> _Given request_
Transcribe all the entries word for word, but omit the images.

— begin —

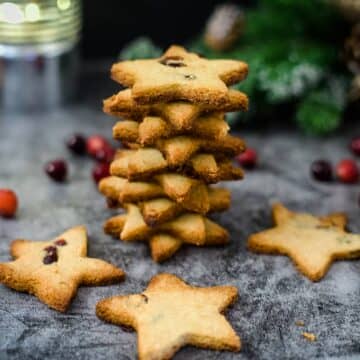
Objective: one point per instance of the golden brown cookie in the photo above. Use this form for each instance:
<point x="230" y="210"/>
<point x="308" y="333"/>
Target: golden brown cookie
<point x="312" y="242"/>
<point x="53" y="270"/>
<point x="189" y="193"/>
<point x="167" y="238"/>
<point x="153" y="128"/>
<point x="181" y="115"/>
<point x="170" y="314"/>
<point x="179" y="75"/>
<point x="189" y="227"/>
<point x="143" y="163"/>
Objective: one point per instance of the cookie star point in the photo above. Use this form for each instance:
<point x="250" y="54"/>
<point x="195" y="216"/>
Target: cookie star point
<point x="312" y="242"/>
<point x="170" y="314"/>
<point x="179" y="75"/>
<point x="53" y="270"/>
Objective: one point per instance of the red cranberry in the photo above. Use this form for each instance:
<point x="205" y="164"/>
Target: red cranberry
<point x="50" y="249"/>
<point x="355" y="145"/>
<point x="100" y="171"/>
<point x="8" y="203"/>
<point x="95" y="143"/>
<point x="321" y="170"/>
<point x="248" y="158"/>
<point x="77" y="144"/>
<point x="347" y="171"/>
<point x="57" y="170"/>
<point x="105" y="155"/>
<point x="60" y="242"/>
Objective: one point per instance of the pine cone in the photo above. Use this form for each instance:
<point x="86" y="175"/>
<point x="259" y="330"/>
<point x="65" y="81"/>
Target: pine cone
<point x="224" y="27"/>
<point x="352" y="50"/>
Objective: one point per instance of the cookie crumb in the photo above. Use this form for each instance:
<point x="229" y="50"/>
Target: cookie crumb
<point x="309" y="336"/>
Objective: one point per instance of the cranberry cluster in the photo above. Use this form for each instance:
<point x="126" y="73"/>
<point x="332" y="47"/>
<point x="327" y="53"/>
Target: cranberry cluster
<point x="347" y="170"/>
<point x="96" y="146"/>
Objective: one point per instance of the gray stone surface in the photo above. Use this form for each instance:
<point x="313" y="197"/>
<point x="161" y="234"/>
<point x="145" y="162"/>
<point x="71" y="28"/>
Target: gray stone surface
<point x="273" y="295"/>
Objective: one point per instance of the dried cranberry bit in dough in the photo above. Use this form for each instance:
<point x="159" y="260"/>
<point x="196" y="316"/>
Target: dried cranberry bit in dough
<point x="60" y="242"/>
<point x="51" y="255"/>
<point x="173" y="61"/>
<point x="50" y="249"/>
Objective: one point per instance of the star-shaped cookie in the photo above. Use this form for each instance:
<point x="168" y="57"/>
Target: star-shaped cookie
<point x="179" y="75"/>
<point x="166" y="239"/>
<point x="53" y="270"/>
<point x="181" y="115"/>
<point x="312" y="242"/>
<point x="170" y="314"/>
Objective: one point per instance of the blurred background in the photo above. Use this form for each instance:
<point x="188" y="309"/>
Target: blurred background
<point x="304" y="56"/>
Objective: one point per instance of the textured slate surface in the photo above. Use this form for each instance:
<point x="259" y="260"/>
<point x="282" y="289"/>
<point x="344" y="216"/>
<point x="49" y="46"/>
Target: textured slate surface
<point x="273" y="295"/>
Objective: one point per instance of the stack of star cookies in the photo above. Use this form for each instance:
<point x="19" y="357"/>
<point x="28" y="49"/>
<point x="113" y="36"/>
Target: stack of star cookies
<point x="176" y="144"/>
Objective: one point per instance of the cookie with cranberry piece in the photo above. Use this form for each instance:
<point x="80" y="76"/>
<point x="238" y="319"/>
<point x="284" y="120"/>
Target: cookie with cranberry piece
<point x="159" y="210"/>
<point x="153" y="128"/>
<point x="143" y="163"/>
<point x="181" y="115"/>
<point x="170" y="314"/>
<point x="312" y="242"/>
<point x="179" y="75"/>
<point x="192" y="194"/>
<point x="177" y="150"/>
<point x="53" y="270"/>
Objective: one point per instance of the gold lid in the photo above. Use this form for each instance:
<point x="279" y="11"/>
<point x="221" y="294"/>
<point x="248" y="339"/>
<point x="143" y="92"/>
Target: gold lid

— end —

> _Problem solution_
Objective: one point per instance of the golden brown cookie in the photo above. Use this form for each instance:
<point x="230" y="210"/>
<point x="308" y="333"/>
Target: golden brown cookie
<point x="312" y="242"/>
<point x="53" y="270"/>
<point x="189" y="193"/>
<point x="167" y="238"/>
<point x="153" y="128"/>
<point x="181" y="115"/>
<point x="170" y="314"/>
<point x="179" y="75"/>
<point x="189" y="227"/>
<point x="143" y="163"/>
Objective: one point per instance of the cookie star point in the photo above. Use this form for each instance:
<point x="250" y="54"/>
<point x="195" y="216"/>
Target: cookie star point
<point x="312" y="242"/>
<point x="170" y="314"/>
<point x="179" y="75"/>
<point x="53" y="270"/>
Objective: one point per instance of the red cranberry in the photo above. Use this form for each instance:
<point x="205" y="164"/>
Target: red cranberry
<point x="50" y="249"/>
<point x="355" y="145"/>
<point x="100" y="171"/>
<point x="8" y="203"/>
<point x="95" y="143"/>
<point x="321" y="170"/>
<point x="248" y="158"/>
<point x="77" y="144"/>
<point x="347" y="171"/>
<point x="57" y="170"/>
<point x="105" y="155"/>
<point x="60" y="242"/>
Objective: one point per instance of the pine cone in the photo above. Use this form for each instance:
<point x="86" y="175"/>
<point x="259" y="330"/>
<point x="65" y="81"/>
Target: pine cone
<point x="224" y="27"/>
<point x="352" y="50"/>
Objective: one point per instance of the cookie crumb in the photo above. Use this form for each instance:
<point x="229" y="50"/>
Target: cookie crumb
<point x="309" y="336"/>
Objective: one point per instance of the cranberry cluster in the photo above. Use this form for each instance:
<point x="126" y="73"/>
<point x="332" y="47"/>
<point x="327" y="53"/>
Target: cranberry cluster
<point x="347" y="170"/>
<point x="96" y="146"/>
Objective: one point per instance of the gray stone surface in the photo above. Use this form for each instance:
<point x="313" y="197"/>
<point x="161" y="234"/>
<point x="145" y="162"/>
<point x="71" y="28"/>
Target: gray stone surface
<point x="273" y="295"/>
Objective: one point per instance of the dried cranberry bit in dough in the photo above. Use this form for each instance:
<point x="159" y="260"/>
<point x="196" y="316"/>
Target: dried cranberry bit in dough
<point x="60" y="242"/>
<point x="51" y="255"/>
<point x="173" y="61"/>
<point x="50" y="249"/>
Objective: one point per instance of the star-shaped cookie in the photo above. Use this form for each instance:
<point x="168" y="57"/>
Target: star-shaped cookie
<point x="179" y="75"/>
<point x="166" y="239"/>
<point x="53" y="270"/>
<point x="181" y="115"/>
<point x="312" y="242"/>
<point x="170" y="314"/>
Objective: one point per instance of the blurred background in the photo above. Use this form for each instance:
<point x="188" y="309"/>
Target: blurred background
<point x="304" y="56"/>
Objective: one point per instance of the textured slate surface in the photo above. Use this form for each instance:
<point x="259" y="260"/>
<point x="282" y="289"/>
<point x="344" y="216"/>
<point x="49" y="46"/>
Target: textured slate surface
<point x="273" y="295"/>
Objective: one point per instance of the stack of star cookies in the photo above. Use this form for each instance:
<point x="19" y="357"/>
<point x="28" y="49"/>
<point x="113" y="36"/>
Target: stack of star cookies
<point x="176" y="144"/>
Objective: one point per instance of the cookie with cranberry piece in the photo above. Use this form for each instance:
<point x="80" y="76"/>
<point x="238" y="319"/>
<point x="284" y="120"/>
Target: cookie with cranberry piece
<point x="159" y="210"/>
<point x="153" y="128"/>
<point x="143" y="163"/>
<point x="181" y="115"/>
<point x="170" y="314"/>
<point x="312" y="242"/>
<point x="179" y="75"/>
<point x="192" y="194"/>
<point x="177" y="150"/>
<point x="53" y="270"/>
Objective: one point per instance of the gold lid in the photo above. Use this form for each instance:
<point x="279" y="11"/>
<point x="221" y="294"/>
<point x="248" y="339"/>
<point x="143" y="92"/>
Target: gold lid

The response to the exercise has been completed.